• Work order: Locate the line that contains "For every instance of the newel". Retype it and every line after it to the end of the records, exactly, but not the pictures.

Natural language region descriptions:
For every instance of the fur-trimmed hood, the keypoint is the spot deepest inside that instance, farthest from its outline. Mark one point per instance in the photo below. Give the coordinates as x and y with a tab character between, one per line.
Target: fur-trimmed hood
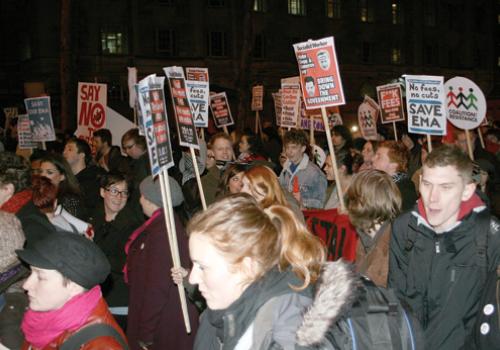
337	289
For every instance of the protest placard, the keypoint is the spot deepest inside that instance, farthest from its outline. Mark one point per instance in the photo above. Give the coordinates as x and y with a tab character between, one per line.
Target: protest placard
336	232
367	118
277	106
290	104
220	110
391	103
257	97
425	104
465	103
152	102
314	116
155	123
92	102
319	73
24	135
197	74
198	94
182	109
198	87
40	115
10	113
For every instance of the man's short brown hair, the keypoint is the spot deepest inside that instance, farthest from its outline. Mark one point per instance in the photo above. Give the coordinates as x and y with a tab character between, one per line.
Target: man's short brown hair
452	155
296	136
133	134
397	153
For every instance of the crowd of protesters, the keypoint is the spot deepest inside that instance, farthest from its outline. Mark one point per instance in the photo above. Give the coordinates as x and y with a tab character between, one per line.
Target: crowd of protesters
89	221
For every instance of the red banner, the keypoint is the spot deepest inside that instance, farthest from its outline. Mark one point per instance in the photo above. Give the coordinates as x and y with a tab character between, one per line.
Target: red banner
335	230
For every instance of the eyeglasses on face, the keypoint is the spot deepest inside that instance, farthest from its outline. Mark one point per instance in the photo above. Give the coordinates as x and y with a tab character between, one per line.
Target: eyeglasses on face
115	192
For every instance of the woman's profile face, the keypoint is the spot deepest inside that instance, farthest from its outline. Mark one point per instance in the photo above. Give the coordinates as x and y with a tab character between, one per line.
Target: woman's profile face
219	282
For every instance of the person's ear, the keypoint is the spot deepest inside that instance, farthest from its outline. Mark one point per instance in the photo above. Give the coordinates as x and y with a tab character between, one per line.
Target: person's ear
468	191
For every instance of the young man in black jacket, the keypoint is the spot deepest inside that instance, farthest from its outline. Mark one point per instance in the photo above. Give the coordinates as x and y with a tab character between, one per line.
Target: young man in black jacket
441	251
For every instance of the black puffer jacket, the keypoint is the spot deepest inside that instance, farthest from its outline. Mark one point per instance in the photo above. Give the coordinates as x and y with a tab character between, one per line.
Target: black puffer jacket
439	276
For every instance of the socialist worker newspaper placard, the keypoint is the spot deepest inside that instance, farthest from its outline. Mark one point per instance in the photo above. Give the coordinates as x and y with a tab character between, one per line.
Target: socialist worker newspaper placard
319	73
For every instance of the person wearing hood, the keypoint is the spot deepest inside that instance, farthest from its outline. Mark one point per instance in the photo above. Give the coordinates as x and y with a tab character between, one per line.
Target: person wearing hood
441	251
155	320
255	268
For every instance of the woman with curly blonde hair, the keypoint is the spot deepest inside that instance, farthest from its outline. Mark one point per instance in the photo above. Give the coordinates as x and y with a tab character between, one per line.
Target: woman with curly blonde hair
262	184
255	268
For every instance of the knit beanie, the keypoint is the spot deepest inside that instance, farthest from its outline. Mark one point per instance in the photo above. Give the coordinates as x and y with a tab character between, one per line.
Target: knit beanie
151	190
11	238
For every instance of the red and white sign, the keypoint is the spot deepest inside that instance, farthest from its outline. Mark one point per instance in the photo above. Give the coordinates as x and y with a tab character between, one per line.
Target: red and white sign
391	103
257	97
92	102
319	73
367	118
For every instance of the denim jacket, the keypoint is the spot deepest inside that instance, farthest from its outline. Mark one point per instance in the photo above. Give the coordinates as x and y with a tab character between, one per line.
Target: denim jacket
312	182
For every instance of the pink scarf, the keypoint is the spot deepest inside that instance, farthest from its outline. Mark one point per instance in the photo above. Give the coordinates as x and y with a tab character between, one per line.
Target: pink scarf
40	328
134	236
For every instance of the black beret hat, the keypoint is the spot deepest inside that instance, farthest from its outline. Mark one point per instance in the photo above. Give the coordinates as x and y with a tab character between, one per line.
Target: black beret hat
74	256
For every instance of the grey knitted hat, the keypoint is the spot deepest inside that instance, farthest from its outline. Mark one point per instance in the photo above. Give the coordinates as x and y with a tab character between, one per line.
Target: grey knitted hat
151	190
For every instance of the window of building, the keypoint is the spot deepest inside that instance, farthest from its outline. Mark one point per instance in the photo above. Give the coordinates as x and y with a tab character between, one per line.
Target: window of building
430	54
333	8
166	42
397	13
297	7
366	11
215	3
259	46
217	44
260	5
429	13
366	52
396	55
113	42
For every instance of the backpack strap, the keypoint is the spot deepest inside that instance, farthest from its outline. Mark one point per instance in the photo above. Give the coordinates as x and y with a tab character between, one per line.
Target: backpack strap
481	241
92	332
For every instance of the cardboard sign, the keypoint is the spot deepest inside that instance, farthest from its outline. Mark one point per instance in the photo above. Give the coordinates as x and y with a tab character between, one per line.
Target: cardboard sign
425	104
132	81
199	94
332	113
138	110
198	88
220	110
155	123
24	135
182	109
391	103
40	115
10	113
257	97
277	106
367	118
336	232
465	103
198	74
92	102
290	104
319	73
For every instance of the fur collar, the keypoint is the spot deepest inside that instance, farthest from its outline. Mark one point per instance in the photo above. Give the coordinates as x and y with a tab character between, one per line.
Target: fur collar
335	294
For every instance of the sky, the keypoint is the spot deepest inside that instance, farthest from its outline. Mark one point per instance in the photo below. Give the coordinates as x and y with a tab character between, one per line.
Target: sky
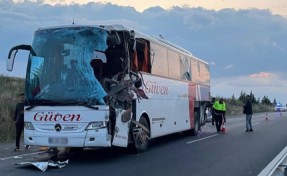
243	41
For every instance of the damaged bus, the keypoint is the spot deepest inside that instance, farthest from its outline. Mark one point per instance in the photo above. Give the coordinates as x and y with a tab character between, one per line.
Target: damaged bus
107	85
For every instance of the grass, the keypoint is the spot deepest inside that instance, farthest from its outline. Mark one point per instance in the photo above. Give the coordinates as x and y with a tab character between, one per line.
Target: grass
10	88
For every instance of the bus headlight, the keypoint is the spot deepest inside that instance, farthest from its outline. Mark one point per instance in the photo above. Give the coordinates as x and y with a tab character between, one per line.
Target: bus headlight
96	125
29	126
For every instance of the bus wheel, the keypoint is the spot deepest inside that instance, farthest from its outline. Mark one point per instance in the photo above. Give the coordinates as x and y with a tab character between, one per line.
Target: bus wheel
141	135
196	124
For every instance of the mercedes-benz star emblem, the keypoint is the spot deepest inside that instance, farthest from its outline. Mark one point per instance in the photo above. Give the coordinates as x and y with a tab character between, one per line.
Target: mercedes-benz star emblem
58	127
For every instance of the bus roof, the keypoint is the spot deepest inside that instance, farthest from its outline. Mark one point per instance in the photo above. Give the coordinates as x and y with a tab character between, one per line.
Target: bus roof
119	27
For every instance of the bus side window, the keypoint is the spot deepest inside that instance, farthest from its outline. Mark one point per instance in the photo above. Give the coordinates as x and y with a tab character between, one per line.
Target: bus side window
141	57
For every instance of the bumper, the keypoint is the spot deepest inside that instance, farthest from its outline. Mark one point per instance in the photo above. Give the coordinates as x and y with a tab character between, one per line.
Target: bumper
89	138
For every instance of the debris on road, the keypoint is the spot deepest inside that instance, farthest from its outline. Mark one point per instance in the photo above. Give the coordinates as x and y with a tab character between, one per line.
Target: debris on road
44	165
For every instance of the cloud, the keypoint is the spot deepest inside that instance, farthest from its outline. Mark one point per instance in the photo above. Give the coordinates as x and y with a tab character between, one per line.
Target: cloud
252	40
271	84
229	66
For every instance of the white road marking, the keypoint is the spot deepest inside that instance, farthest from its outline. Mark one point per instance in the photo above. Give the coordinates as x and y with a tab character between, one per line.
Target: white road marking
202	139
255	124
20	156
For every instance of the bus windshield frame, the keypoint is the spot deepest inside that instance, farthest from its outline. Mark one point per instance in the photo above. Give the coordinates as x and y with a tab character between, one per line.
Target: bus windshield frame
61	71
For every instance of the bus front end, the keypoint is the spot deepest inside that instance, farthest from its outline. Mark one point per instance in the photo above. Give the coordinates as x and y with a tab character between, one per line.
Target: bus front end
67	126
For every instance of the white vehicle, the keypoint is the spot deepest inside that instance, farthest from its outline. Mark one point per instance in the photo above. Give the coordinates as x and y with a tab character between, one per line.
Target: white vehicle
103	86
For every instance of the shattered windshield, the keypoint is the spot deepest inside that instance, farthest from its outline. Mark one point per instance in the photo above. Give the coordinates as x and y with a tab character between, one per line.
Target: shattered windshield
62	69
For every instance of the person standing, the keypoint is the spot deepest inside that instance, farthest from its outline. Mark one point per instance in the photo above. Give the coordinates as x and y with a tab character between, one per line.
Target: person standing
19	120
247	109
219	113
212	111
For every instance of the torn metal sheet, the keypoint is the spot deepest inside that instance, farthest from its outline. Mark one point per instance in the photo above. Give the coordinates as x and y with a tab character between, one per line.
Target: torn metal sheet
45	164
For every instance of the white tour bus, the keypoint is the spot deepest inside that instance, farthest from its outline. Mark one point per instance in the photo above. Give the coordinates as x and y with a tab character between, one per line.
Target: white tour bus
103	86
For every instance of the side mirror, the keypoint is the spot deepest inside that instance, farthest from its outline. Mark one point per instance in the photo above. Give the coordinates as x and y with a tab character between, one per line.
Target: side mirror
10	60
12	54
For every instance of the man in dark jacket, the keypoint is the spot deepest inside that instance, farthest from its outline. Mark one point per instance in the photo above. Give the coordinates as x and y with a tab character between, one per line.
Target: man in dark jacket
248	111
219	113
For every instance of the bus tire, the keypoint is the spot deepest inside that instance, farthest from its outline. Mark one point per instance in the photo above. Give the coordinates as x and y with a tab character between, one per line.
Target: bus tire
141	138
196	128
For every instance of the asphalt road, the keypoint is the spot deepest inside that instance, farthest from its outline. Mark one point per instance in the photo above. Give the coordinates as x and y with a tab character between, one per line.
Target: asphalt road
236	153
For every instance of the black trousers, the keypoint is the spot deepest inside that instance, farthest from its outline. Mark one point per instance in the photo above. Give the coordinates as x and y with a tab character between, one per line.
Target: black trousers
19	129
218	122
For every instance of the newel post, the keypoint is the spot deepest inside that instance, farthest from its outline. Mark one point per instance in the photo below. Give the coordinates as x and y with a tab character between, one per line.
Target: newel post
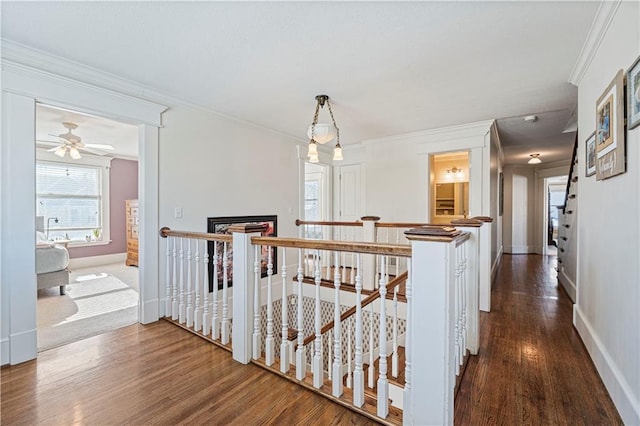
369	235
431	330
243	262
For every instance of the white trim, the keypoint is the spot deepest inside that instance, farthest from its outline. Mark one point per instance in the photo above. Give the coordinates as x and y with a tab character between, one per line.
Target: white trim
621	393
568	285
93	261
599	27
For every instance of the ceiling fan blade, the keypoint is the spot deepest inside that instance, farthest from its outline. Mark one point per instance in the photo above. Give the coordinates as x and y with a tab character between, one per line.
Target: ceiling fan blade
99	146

• Answer to this exercise:
For every instance of the newel post, the keypoint is the spot deepest inside that instance, farthest from its outline. Mark one point per instance in the photo below. Give the coordinates as x and y with a tab character between, one per line.
Target: newel post
369	235
431	330
243	262
For every instance of the white trim, the keypoint is the spot deepest inside that instance, farthest from its outline. Mark one point per instance in the photo above. Give the coordinates as x and y with a tab character between, one per line.
Target: white trim
621	393
568	285
93	261
599	27
For every instance of the ceiling fan blade, the keypoint is the spot deepest inside that instance, farthest from its outline. Mark one point per instance in the photo above. Give the coordinates as x and y with a tab character between, one per line.
Target: ceiling fan blade
99	146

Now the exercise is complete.